Work to be completed.
An exact copy of the lines, starting at the top of the listing and ending with the line that has "box: [626, 575, 668, 588]", is the required answer. Pictures are not part of it.

Dataset entries.
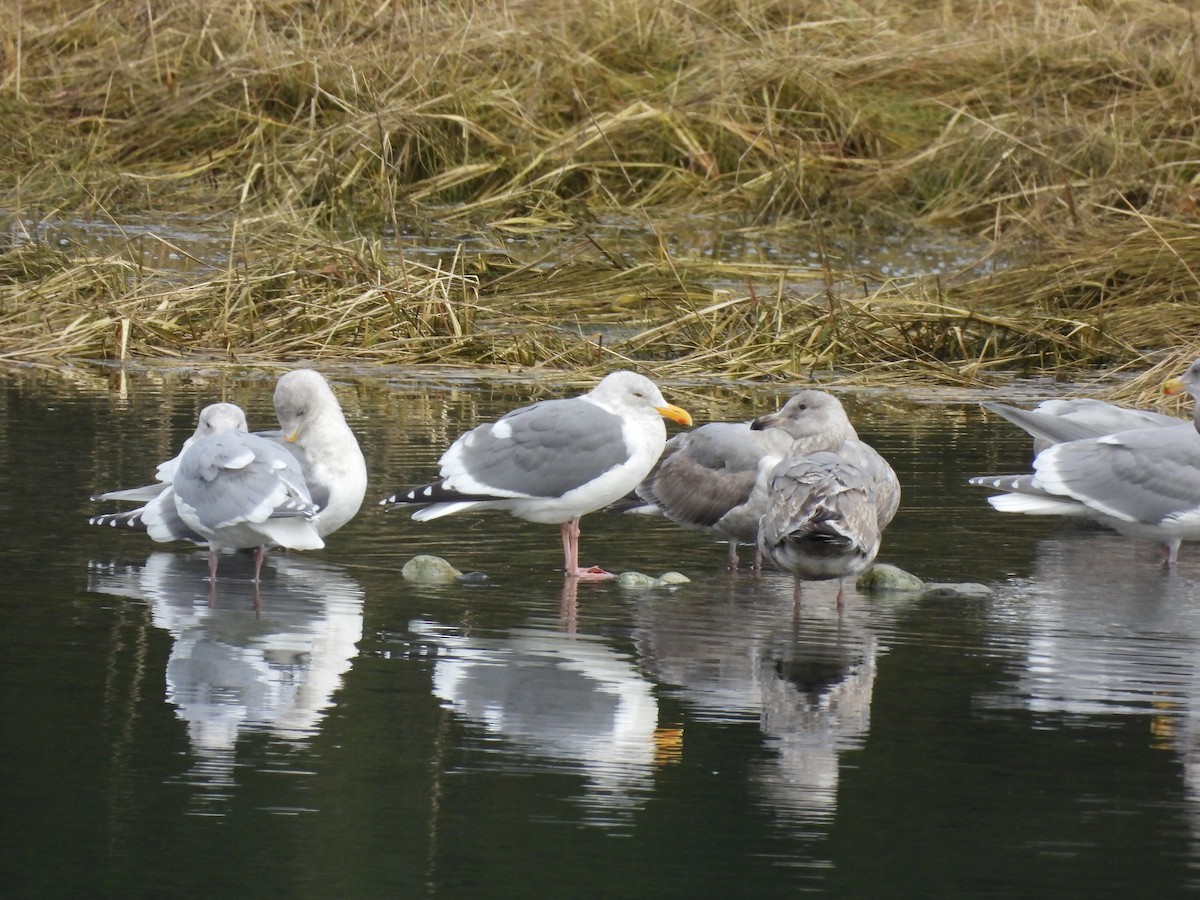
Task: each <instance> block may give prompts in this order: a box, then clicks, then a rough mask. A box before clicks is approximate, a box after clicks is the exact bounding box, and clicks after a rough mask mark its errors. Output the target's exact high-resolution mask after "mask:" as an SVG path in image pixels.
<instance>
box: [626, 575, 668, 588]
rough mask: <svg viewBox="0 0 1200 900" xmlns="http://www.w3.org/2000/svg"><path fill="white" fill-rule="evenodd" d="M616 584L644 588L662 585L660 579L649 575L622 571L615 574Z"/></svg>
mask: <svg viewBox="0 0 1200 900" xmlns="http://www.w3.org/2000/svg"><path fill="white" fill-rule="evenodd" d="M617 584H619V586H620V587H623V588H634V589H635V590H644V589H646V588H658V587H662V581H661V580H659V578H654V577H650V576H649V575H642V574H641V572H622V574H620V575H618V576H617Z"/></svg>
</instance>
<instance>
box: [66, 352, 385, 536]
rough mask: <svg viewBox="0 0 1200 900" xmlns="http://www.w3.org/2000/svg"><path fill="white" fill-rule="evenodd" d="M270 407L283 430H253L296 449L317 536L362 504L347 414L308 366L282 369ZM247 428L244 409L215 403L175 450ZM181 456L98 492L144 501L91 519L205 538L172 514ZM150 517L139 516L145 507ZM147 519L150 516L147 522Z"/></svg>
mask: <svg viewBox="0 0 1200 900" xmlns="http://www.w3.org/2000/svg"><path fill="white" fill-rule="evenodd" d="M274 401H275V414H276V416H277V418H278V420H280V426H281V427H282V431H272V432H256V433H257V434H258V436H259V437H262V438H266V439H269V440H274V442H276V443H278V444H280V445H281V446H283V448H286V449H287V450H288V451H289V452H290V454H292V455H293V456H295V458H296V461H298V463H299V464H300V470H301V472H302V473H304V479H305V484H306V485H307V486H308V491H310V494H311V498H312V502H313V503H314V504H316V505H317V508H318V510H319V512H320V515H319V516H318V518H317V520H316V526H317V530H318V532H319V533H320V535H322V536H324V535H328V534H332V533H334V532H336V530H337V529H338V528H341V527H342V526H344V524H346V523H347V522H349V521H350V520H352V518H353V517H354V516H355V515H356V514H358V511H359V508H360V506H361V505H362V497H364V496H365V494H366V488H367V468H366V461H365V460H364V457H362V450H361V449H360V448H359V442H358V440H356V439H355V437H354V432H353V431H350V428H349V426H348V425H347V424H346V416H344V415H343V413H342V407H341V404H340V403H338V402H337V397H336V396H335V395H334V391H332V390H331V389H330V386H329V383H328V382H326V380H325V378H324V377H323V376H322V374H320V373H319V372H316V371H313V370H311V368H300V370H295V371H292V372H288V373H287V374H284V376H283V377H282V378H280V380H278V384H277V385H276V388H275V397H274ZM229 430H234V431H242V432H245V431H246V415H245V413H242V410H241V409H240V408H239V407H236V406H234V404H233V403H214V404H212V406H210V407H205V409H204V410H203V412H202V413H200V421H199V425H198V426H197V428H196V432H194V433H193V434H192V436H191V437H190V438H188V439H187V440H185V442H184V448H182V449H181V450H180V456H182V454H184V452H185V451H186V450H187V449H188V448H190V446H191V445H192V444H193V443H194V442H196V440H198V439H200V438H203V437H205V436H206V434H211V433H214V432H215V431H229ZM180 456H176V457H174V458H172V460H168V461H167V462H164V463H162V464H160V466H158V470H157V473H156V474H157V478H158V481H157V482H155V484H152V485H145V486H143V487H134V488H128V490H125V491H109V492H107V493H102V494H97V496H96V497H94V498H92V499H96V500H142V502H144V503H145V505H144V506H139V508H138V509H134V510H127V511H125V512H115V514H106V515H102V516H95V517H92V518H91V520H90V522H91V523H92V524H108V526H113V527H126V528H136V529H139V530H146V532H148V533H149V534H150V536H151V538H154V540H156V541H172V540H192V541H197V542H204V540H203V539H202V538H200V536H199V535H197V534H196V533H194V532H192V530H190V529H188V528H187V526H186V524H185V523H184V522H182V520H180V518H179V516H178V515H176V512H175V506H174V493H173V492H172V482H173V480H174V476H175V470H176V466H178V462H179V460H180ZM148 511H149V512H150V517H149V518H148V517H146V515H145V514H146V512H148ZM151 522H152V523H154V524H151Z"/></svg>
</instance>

Output of the exercise.
Task: each <instance> block may give prompts in this order: a box, then clicks, then a rough mask. A box before clicks is approximate, a box after clicks is the exact bounding box, and clicks after a rough mask mark its errors. Output the target's exact high-resolution mask after "mask:" as an SVG path in image pixels.
<instance>
box: [626, 575, 668, 588]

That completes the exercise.